→ Aim of the task: Copy the data below line for line, changing nothing.

****************************************

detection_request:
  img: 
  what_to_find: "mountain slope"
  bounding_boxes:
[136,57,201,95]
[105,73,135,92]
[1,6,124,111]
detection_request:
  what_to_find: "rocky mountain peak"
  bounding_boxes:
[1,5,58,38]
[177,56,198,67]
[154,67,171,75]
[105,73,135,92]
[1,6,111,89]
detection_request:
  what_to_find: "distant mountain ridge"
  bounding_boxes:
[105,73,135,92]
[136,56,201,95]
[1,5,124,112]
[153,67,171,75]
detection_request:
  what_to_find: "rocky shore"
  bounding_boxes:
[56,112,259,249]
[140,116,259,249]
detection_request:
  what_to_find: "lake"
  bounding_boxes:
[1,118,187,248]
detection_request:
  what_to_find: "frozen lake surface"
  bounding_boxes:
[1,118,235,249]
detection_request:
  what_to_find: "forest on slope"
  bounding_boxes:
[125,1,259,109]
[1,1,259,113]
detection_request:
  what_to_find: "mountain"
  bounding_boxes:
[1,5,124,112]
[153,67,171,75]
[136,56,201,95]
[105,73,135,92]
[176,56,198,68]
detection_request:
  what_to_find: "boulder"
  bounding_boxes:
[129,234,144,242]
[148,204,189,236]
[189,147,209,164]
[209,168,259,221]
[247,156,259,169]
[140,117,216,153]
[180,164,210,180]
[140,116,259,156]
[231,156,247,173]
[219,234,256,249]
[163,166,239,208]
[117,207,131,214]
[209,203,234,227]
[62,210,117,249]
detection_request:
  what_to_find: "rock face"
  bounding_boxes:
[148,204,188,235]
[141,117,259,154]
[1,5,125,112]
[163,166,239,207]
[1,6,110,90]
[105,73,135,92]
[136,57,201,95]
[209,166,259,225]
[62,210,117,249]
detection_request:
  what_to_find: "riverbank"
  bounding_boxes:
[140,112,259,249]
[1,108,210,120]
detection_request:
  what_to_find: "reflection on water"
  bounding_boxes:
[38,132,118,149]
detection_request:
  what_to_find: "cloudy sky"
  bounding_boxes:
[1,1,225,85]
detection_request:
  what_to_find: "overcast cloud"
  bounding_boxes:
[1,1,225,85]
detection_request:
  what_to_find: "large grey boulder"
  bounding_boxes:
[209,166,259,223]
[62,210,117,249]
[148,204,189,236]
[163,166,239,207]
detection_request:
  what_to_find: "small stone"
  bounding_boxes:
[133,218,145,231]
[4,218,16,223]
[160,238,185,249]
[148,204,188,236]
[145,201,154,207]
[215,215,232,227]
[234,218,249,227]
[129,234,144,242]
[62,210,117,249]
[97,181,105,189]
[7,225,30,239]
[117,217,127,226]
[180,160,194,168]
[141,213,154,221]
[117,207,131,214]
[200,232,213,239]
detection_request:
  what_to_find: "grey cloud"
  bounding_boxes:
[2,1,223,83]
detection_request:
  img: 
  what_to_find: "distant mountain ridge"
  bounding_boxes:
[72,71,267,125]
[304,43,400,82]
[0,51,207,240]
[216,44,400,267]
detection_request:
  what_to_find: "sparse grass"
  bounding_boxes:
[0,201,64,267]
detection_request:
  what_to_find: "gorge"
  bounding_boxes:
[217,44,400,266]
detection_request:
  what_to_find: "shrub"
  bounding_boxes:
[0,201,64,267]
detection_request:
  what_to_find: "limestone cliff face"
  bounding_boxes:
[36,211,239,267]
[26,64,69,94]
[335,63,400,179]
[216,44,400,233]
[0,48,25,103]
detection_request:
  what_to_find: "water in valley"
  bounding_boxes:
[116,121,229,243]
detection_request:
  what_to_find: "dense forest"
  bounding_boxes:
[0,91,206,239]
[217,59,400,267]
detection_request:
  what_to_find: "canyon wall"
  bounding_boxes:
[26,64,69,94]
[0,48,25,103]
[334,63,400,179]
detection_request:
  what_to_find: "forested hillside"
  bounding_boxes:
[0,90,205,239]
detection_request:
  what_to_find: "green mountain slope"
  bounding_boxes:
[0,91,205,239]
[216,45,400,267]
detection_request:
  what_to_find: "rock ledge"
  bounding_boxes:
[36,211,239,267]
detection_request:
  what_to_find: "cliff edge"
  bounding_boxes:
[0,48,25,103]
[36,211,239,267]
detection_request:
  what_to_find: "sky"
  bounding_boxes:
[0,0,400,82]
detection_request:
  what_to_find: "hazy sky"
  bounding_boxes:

****************************************

→ Answer in full:
detection_request:
  img: 
  what_to_find: "mountain slope"
  bounding_boxes:
[136,57,201,95]
[105,73,135,92]
[1,6,124,111]
detection_request:
  what_to_find: "rocky mountain peak"
  bounding_boxes:
[1,5,58,38]
[177,56,198,67]
[154,67,171,75]
[105,73,135,92]
[1,6,111,89]
detection_request:
  what_to_find: "distant mountain ridge"
  bounding_boxes:
[105,73,135,92]
[136,56,201,95]
[1,5,124,112]
[153,67,171,75]
detection_request:
  what_to_find: "rocky shore"
  bounding_boxes:
[56,112,259,249]
[140,116,259,249]
detection_request:
  what_to_find: "lake"
  bounding_boxes:
[1,118,187,248]
detection_request:
  what_to_find: "frozen lake surface"
  bounding_boxes:
[1,118,235,249]
detection_request:
  what_to_find: "forest on slope"
  bounding_boxes:
[125,1,259,109]
[1,1,259,113]
detection_request:
  what_to_find: "mountain"
  bounding_boxes:
[1,5,124,112]
[153,67,171,75]
[136,56,201,95]
[105,73,135,92]
[176,56,198,68]
detection_request:
  what_to_find: "boulder"
  bounding_boxes:
[129,234,144,242]
[148,204,189,236]
[189,147,209,164]
[209,168,259,221]
[247,156,259,169]
[140,117,216,153]
[180,164,210,180]
[140,116,259,156]
[231,156,247,173]
[219,234,256,249]
[163,166,239,208]
[117,207,131,214]
[209,203,234,227]
[62,210,117,249]
detection_request:
  what_to_find: "rock face"
  bounding_boxes:
[148,204,188,235]
[141,117,259,154]
[1,5,125,112]
[163,166,239,207]
[1,6,110,90]
[105,73,135,92]
[136,57,201,95]
[209,166,259,225]
[62,210,117,249]
detection_request:
  what_to_find: "riverbank"
  bounding_boxes:
[140,112,259,249]
[1,108,210,120]
detection_request:
  what_to_find: "reflection on water"
  bounding_boxes:
[38,132,118,149]
detection_request:
  what_to_find: "cloudy sky"
  bounding_boxes:
[1,1,225,85]
detection_request:
  what_to_find: "overcast cloud"
  bounding_boxes:
[1,1,225,85]
detection_request:
  what_to_find: "large grey boulder"
  bounding_boxes:
[209,166,259,223]
[62,210,117,249]
[148,204,189,236]
[163,166,239,207]
detection_request:
  what_to_find: "small stone"
  bounding_boxes:
[133,218,145,231]
[4,218,16,223]
[160,238,185,249]
[148,204,188,236]
[145,201,154,207]
[215,215,232,227]
[234,218,249,227]
[129,234,144,242]
[62,210,117,249]
[97,181,105,189]
[7,225,30,239]
[117,217,127,226]
[180,160,194,168]
[141,213,154,221]
[117,207,131,214]
[200,232,213,239]
detection_request:
  what_to_find: "grey cloud"
  bounding_boxes:
[2,1,223,83]
detection_request:
  img: 
  what_to_find: "distant mountain ridge"
  bounding_boxes:
[72,71,267,125]
[304,43,400,82]
[0,51,207,240]
[216,44,400,267]
detection_request:
  what_to_find: "sparse grass"
  bounding_boxes:
[0,201,64,267]
detection_request:
  what_to_find: "gorge"
  bounding_boxes:
[217,44,400,266]
detection_request:
  what_to_find: "shrub"
  bounding_boxes:
[0,201,64,267]
detection_request:
  what_to_find: "limestone cliff face"
  bounding_boxes:
[36,211,239,267]
[26,64,69,94]
[335,63,400,179]
[216,44,400,233]
[0,48,25,103]
detection_request:
  what_to_find: "water in valley"
  bounding_boxes:
[116,121,229,243]
detection_request:
  what_to_find: "dense forest"
  bounding_boxes:
[0,91,206,239]
[217,59,400,267]
detection_request:
  what_to_find: "canyon wall"
  bounding_boxes:
[26,64,69,94]
[0,48,25,103]
[334,63,400,179]
detection_request:
  what_to_find: "forested hillside"
  bounding_boxes:
[0,90,205,239]
detection_request:
  what_to_find: "green mountain slope"
  bounding_boxes:
[0,91,205,239]
[216,45,400,267]
detection_request:
  what_to_find: "rock ledge"
  bounding_boxes:
[36,211,239,267]
detection_request:
  what_to_find: "cliff edge"
  bounding_boxes:
[0,48,25,103]
[36,211,239,267]
detection_request:
  what_to_find: "sky"
  bounding_boxes:
[0,0,400,82]
detection_request:
  what_to_find: "hazy sky"
  bounding_boxes:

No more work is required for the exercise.